- [Information supplied]
--------------------------------

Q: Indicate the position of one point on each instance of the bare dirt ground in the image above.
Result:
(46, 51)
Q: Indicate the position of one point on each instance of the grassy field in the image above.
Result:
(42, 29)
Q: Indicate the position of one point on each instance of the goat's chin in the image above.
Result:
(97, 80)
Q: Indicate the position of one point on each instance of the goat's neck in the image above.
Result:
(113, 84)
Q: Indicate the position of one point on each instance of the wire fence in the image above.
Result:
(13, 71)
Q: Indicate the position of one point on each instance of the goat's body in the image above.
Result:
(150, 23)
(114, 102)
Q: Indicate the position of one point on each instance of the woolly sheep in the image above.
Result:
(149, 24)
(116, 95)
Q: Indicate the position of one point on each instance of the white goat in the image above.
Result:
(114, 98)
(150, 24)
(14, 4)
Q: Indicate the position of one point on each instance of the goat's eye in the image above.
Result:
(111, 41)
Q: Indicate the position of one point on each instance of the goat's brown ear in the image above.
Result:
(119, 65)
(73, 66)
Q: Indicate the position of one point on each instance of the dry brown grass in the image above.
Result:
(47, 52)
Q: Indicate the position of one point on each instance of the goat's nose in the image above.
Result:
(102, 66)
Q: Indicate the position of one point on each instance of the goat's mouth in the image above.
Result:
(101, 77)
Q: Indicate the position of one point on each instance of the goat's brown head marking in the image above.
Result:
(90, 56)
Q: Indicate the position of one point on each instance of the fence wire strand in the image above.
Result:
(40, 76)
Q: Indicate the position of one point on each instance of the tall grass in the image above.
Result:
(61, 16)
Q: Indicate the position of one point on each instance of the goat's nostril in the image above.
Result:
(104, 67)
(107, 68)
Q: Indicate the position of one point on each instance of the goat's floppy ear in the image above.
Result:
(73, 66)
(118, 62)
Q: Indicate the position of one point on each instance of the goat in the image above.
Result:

--------------------------------

- [Problem statement] Return the lines containing "fence", taking each one from the listing.

- [Task output]
Q: Indicate the position of one point on each instance of the wire fence in the image above.
Q: Indicate the position of one point on each instance of the fence wire strand in the image above.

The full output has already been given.